WORK TO COMPLETE:
A. Using the forum thread about the 2010 Astana kit, answer these:
(i) Which user says they like the new Astana kit?
(ii) Which kit's designer does waldo425 say should be fired?
(iii) Which team's kit does Sylint ask about at the end of the thread?
B. Repeat a passage word for word from the forum thread about the 2010 Astana kit, starting with "## robdamanii (Feb" and going on through "come out lately.".
# start of EXTRACTED TEXT
# 2010 Astana Kit



## roadie92 (Jan 21, 2008)

http://www.cyclingnews.com/news/photos/contador-astana-to-ride-specialized/99667

I have to say I like the new Astana Kit.


----------



## thechriswebb (Nov 21, 2008)

I don't care for it, but it is definitely better than last year's.


----------



## gh1 (Jun 7, 2008)

Not crazy about it but tons better than last year.


----------



## robdamanii (Feb 13, 2006)

I see something that rhymes with mammal crow...


----------



## Guest (Jan 2, 2010)

I don't really like it but its better than some that have come out lately.


----------



## waldo425 (Sep 22, 2008)

Honestly --- I think that it is worse then last years kit. It's still no Columbia kit though. Whoever designed that one should be fired.


----------



## muscleendurance (Jan 11, 2009)

yep a WHOLE lot worse than last years, which actually was ok, that is just hideous!


----------



## Sylint (Jul 27, 2009)

I gotta agree, last years looked much better than this one......

has this years Garmin-Transitions kit come out yet? Guessing it won't be changed too much.
# end of EXTRACTED TEXT
# start of MATERIAL SHOWN
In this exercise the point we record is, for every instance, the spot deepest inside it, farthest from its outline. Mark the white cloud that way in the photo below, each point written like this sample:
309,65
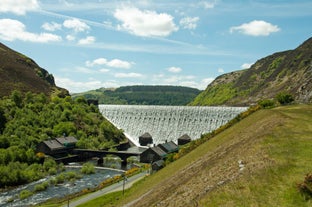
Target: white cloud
76,25
99,61
51,26
256,28
19,7
114,63
207,5
103,70
128,75
189,22
70,37
145,23
86,41
246,65
174,69
220,70
77,86
11,30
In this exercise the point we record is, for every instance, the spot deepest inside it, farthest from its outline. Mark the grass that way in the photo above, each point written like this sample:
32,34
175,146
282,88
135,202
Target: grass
290,147
276,145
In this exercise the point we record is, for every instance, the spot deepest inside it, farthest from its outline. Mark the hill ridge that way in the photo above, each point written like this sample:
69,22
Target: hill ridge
19,72
287,71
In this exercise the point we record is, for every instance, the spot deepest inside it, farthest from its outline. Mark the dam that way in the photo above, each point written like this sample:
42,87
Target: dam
167,123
# end of MATERIAL SHOWN
ANSWERS TO THE PROBLEMS:
A.
(i) roadie92
(ii) The Columbia kit
(iii) Garmin-Transitions

B.
## robdamanii (Feb 13, 2006)

I see something that rhymes with mammal crow...


----------



## Guest (Jan 2, 2010)

I don't really like it but its better than some that have come out lately.